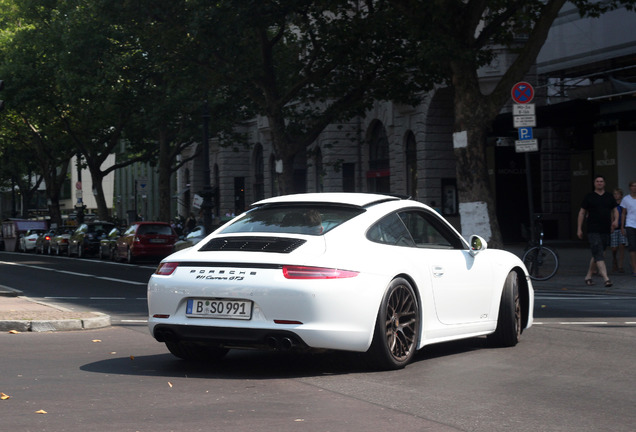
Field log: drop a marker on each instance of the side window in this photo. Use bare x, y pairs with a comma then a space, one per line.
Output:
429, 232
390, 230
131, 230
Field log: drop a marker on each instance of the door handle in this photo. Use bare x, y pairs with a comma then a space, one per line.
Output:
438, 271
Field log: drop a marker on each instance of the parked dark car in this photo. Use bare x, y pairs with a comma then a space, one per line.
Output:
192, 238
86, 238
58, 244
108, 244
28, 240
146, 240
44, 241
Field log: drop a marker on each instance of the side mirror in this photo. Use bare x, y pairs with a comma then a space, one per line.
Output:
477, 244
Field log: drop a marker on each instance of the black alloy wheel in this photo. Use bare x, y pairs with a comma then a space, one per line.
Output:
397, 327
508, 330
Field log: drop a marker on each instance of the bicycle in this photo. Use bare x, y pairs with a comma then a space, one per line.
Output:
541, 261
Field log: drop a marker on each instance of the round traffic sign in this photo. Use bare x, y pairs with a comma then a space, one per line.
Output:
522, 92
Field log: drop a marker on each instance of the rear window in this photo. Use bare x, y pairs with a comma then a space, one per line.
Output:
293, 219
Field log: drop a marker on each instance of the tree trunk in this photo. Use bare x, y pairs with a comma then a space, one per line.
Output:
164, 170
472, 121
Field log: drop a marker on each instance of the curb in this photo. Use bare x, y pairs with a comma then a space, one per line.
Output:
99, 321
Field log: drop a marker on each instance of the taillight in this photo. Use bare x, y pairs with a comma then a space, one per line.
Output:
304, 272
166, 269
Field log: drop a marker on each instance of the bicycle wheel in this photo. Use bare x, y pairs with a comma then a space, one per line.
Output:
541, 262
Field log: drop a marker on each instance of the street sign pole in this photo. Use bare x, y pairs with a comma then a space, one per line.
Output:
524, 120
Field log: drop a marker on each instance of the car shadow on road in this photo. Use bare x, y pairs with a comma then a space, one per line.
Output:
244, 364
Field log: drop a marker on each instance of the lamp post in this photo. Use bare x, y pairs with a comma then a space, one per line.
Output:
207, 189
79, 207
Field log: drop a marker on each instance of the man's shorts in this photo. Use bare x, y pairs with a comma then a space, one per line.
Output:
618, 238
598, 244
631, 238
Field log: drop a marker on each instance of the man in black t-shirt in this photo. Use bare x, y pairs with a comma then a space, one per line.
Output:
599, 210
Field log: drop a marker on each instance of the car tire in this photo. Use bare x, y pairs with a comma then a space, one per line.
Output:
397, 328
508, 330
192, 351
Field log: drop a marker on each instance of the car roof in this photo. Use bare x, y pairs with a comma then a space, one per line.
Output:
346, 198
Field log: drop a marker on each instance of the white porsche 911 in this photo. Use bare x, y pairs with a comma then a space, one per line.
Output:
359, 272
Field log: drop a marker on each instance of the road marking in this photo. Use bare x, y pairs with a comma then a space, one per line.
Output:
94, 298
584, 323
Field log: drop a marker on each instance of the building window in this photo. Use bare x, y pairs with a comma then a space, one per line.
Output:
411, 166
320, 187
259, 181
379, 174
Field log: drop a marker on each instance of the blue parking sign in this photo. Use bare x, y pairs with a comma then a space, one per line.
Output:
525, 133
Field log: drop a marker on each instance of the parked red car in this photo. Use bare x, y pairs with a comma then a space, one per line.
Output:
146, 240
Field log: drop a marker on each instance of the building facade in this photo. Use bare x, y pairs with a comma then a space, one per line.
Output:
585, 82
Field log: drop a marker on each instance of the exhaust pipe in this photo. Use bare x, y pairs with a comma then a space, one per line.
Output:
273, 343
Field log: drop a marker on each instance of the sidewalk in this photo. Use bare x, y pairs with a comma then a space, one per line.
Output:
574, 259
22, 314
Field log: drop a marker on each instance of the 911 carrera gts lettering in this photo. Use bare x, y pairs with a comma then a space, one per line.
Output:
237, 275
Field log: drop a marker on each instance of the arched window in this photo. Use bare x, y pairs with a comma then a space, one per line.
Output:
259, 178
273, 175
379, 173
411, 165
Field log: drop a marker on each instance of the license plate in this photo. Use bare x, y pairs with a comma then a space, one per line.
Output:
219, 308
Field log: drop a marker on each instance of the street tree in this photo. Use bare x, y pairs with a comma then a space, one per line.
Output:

# ACTIVITY
Each line of the data above must be repeated exactly, images excluded.

# EXERCISE OUTPUT
Field log: drop a marker on each instance of the side window in this photo. Use bare x, y pairs with a comma then a space, one per line.
Output:
429, 232
390, 230
131, 230
Field log: drop a marker on each instance of the door handle in this photo. Use bare x, y pairs with a comma then a space, one per line.
Output:
438, 271
Field log: drop a marker on each instance of the parked dark car in this photo. Use bare x, y pairs with a comma then a space, one per line.
Output:
192, 238
86, 238
58, 244
108, 244
28, 240
146, 240
44, 241
Field log: drop a marker on each instance of the side mirror in this photo. Use bare x, y pairs with a comma then a space, one per line.
Output:
477, 244
Field log: drop a marker on each instance of the black alloy wheel in this photo. Use bare x, y pairs with a comma then a space, one per line.
Output:
397, 327
508, 330
Field log: drop a marker on each instance of the bicycle in this photo. Use bare x, y pairs with a comma then a space, one per line.
Output:
541, 261
Field log: drop a marker on each instance of the round traffic sign in this photo. Use bare x, y pairs with a comma then a space, one per line.
Output:
522, 92
Field log: drop a marker on each instance of the rear window in this photo. Use bare x, y pairs with a comma then a space, one per line.
Output:
293, 219
Field log: drop a marker on each instance of the tree trunk in this photo. Use bare x, y pairs with a comma then a space, one per line.
Output:
164, 170
472, 121
Field log: drop a marker on each instance of the curb in this photo. Use bare x, y pairs with a comma then a space, one per line.
Output:
99, 321
Field log: drop a marker on each instance of the taillight in this photo. Use bare x, y pairs with a comma then a space, one per line.
Output:
304, 272
166, 269
Field log: drop a marker on each instance of the bicycle wheel in this photo. Use bare x, y pairs with a comma then a space, one per line.
Output:
541, 262
Field log: drop a marker on each instance of the street sign pole in this photo. Use bare x, y pairs with a comma then a space, one per line.
Output:
524, 120
Field log: drop a marker on each instance of the car shadow on road in this photo. Use bare x, y pairs with a comma then a space, one per line.
Output:
244, 364
Field log: drop a marker on each instance of the lamp post in this photo. Use bare x, y pairs with a comma then a space, one per line.
Output:
207, 189
79, 207
Field log: drop a marker on each instance of the man's shorts in this photo. Use bare x, y pairs with a comma then a space, one per line.
Output:
618, 238
598, 244
631, 238
Field log: drop a marker on each instance of the man in black t-shirt in this photo. Use bare x, y pairs with a comma then a space, one per line.
Output:
599, 210
Field log: drop a marker on each instance of the car tire in this photo. Use bare x, y pairs with a comma then a space, one per line.
Output:
397, 328
508, 330
192, 351
Field log: drop a marker on each instance of the car roof in this photo. Use bare x, y pairs with a comma then a space, one per line.
Output:
346, 198
Field log: drop a marker on each instance of the white porsche 911 in this photo. Use bare x, y pairs with a comma then a space, one per line.
Output:
359, 272
Field log: drop a marker on each instance of the road marking in this photo. Use bare x, y pairs with a comma then a space, one per line.
Output:
94, 298
584, 323
Field log: drop a marker on each instance of the building window in this photo. Use bare x, y pairs with a comma then a space, one per line.
Output:
411, 166
320, 187
259, 181
379, 174
Field log: drop a marker on each instance of the blue parking sign in this photo. Use bare x, y pairs with a comma then a space, one per line.
Output:
525, 133
Field log: drop a marker on each instance of the parked red car in this photo. Use bare x, y pairs with a comma then a space, one per line.
Output:
146, 240
Field log: drop a marker on each instance of the building facade in this photo. Use bare x, y pairs with a comma then a space, one per line.
Output:
585, 82
Field log: drop a marker on each instance of the exhaust pipe in this photo. Use bare x, y pairs with a comma then a space, one per line.
Output:
273, 343
Field log: drop a marker on each instance of the sidewalk in this photo. Use bare x, y pairs with a comma then a space, one per line.
Output:
574, 259
22, 314
Field log: drop a marker on each instance of the 911 carrera gts lettering in this photo. Use bare x, y pairs with a comma then a space, one per line.
Output:
237, 275
Field log: drop a marker on each instance of the arched window in this photo. Use bare x, y pairs with a comma then a space, one per line.
Output:
259, 178
273, 175
379, 173
411, 165
Field log: drop a marker on each instance of the license plate in this photo. Use bare x, y pairs with a comma then a space, one per line.
Output:
219, 308
Field log: drop a marker on each instance of the street tree in this photo. Use bare x, y pairs with a comma then a space, one per line.
Output:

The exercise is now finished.